## Outline material:
----------

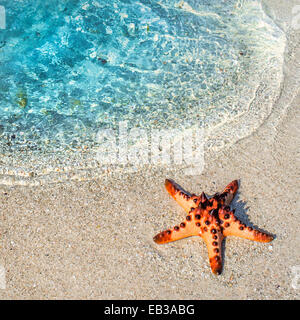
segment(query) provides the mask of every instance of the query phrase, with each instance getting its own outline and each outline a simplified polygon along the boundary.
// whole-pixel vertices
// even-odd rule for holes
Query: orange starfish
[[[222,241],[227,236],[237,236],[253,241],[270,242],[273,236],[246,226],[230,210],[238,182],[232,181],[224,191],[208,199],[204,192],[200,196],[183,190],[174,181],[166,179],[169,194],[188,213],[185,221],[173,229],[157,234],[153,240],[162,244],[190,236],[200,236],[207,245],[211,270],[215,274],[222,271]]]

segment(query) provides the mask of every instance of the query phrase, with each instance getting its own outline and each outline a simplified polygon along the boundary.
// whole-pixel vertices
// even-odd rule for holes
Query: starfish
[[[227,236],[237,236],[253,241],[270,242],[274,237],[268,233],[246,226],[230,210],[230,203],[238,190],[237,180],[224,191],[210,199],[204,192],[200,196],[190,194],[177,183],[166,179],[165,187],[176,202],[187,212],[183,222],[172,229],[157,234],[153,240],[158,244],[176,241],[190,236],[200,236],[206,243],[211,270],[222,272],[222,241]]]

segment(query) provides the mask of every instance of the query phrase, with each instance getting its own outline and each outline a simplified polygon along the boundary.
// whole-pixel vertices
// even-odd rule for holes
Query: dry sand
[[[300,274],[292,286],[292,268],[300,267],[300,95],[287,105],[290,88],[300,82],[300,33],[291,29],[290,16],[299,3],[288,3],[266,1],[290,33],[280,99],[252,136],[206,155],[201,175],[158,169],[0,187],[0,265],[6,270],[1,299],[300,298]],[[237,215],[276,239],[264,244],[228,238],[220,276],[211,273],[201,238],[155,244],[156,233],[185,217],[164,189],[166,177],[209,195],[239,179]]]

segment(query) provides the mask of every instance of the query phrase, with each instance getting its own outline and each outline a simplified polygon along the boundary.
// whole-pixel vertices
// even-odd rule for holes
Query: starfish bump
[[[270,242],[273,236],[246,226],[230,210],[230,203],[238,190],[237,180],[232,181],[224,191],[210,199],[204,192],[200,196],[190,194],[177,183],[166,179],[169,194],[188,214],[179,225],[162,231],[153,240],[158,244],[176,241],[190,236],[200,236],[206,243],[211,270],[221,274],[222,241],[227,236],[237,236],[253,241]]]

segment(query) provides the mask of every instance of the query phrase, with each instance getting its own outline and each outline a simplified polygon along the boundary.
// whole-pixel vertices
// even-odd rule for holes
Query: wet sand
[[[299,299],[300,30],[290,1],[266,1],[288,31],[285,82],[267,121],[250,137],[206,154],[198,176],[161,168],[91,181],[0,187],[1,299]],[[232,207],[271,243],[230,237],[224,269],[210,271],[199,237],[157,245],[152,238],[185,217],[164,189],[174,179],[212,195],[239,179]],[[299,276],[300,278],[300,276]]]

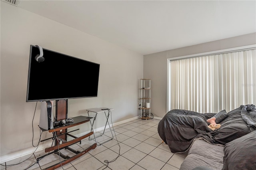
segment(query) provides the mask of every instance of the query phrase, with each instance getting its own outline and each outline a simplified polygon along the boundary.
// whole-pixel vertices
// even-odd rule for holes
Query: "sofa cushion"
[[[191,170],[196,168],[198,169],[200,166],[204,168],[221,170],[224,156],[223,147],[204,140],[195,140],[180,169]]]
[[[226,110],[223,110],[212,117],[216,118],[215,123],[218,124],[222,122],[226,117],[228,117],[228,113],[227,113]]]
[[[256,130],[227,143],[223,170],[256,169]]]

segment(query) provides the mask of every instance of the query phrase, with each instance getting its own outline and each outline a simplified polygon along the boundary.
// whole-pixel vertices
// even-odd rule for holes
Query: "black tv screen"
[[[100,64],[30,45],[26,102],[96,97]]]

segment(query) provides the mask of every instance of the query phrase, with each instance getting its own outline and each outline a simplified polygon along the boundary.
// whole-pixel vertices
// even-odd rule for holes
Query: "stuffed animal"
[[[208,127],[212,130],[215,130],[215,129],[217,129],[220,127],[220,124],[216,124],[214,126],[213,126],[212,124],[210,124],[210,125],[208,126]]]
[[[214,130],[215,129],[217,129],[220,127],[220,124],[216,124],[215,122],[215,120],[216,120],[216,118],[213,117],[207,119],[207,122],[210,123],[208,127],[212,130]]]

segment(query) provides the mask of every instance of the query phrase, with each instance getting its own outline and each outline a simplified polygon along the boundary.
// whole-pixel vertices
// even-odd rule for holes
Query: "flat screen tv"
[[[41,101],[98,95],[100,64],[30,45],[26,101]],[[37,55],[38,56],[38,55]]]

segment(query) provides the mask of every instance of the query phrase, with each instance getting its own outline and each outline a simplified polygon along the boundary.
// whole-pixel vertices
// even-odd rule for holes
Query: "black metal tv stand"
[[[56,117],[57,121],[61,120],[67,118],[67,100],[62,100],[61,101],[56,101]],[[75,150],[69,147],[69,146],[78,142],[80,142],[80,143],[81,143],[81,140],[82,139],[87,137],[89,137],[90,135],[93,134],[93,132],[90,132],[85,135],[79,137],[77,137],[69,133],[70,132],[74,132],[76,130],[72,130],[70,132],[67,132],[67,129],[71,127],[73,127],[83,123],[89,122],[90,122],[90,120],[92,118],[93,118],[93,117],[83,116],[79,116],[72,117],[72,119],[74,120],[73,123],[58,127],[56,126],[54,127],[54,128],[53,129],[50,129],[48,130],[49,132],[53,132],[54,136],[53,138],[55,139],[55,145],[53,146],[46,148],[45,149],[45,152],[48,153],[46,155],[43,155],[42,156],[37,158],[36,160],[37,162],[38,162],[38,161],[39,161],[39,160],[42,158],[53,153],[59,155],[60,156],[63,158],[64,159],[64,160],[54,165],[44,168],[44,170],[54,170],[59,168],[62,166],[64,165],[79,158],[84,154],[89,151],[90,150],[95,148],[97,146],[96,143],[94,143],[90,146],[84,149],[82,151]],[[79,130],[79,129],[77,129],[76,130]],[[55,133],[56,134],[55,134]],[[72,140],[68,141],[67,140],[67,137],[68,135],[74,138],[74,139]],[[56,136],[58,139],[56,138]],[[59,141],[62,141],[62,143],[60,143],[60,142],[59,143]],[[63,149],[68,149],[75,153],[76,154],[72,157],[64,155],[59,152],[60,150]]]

----------

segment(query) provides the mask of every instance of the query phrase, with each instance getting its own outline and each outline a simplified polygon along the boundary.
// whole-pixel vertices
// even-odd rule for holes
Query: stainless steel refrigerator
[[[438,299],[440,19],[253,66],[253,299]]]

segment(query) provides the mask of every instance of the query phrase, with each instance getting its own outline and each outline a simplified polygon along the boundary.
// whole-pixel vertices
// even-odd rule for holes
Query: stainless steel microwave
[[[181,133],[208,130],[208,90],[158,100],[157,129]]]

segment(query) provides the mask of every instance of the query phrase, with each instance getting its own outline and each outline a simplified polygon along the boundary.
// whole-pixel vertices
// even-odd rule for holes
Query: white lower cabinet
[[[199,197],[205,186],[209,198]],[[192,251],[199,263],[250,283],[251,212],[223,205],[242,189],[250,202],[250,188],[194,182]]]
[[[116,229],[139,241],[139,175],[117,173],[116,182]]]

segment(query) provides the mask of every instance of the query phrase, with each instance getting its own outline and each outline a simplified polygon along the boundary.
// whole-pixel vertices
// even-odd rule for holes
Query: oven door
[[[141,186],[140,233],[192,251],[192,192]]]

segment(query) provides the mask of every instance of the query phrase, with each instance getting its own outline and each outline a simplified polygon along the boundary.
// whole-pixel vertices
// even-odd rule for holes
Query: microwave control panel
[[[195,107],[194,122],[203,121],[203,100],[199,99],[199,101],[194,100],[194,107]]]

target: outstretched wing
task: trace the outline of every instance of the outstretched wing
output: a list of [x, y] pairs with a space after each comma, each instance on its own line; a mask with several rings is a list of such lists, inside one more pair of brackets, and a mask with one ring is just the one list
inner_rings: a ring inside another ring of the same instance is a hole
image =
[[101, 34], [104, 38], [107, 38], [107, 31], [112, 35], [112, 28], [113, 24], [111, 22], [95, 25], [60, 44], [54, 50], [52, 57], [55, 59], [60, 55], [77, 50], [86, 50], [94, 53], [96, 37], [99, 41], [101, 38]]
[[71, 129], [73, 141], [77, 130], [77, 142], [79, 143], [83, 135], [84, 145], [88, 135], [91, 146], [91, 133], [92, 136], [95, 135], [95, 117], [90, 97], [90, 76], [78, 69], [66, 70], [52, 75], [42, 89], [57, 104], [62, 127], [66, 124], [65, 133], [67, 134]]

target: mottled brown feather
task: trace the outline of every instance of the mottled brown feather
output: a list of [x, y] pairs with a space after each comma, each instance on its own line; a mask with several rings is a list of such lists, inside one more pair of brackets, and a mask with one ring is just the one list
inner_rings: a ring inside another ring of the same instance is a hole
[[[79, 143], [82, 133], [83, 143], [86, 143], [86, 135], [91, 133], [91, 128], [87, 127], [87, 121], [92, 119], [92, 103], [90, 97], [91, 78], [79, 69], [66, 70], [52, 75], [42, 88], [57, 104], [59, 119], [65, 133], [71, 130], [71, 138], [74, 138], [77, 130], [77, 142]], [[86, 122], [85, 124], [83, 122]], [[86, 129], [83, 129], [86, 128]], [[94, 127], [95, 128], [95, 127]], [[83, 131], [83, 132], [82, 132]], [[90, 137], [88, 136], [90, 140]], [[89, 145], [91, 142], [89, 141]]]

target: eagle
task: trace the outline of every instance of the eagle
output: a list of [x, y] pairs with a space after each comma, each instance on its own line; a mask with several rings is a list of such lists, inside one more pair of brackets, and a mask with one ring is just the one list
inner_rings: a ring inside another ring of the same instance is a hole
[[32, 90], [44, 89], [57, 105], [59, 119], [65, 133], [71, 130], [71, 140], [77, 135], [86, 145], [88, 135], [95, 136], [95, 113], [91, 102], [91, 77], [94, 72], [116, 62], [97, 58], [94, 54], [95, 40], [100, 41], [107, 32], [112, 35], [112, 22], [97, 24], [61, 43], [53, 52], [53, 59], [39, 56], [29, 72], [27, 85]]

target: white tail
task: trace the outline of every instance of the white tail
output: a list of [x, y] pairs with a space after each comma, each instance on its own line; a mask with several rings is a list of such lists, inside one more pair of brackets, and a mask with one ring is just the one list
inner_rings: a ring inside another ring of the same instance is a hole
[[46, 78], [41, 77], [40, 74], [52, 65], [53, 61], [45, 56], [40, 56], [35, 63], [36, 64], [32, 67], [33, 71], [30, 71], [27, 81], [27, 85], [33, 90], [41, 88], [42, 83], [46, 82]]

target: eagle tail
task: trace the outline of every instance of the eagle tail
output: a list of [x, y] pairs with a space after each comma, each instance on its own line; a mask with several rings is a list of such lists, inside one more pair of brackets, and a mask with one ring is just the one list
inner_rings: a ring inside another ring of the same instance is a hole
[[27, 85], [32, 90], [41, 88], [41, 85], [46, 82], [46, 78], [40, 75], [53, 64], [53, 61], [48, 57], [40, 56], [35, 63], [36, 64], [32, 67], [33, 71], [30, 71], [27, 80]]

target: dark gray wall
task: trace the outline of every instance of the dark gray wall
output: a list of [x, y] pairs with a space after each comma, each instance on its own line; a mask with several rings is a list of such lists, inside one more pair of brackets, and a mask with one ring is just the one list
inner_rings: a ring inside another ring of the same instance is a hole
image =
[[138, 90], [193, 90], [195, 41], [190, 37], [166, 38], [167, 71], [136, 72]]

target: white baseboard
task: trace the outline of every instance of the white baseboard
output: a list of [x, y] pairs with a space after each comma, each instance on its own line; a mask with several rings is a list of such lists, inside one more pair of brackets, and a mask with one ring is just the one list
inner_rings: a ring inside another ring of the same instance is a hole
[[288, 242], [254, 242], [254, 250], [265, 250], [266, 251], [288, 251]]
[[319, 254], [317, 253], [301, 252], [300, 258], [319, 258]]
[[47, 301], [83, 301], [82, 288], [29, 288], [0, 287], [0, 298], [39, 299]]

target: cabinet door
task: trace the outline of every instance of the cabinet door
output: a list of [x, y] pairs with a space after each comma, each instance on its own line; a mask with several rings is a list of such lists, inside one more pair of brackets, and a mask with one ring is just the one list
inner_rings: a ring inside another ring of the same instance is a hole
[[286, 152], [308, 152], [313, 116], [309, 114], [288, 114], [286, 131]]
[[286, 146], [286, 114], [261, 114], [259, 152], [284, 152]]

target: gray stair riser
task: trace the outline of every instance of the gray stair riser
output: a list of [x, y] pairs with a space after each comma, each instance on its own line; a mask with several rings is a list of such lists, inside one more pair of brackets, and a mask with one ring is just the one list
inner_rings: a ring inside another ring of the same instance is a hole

----------

## WHAT YOU SHOULD DO:
Can you set down the stretch from the line containing "target: dark gray wall" through the line containing "71], [136, 72]]", both included, with every character kept the same?

## COMPLETED EXERCISE:
target: dark gray wall
task: trace the outline of every instance of the dark gray wall
output: a list of [x, y] pairs with a space after each comma, each instance on its own line; a mask with several rings is a list of such lists, inside one more pair of brackets, and a mask with one ring is just the one list
inner_rings: a ring inside another ring of the same instance is a hole
image =
[[138, 90], [193, 90], [195, 41], [190, 37], [166, 38], [167, 71], [136, 72]]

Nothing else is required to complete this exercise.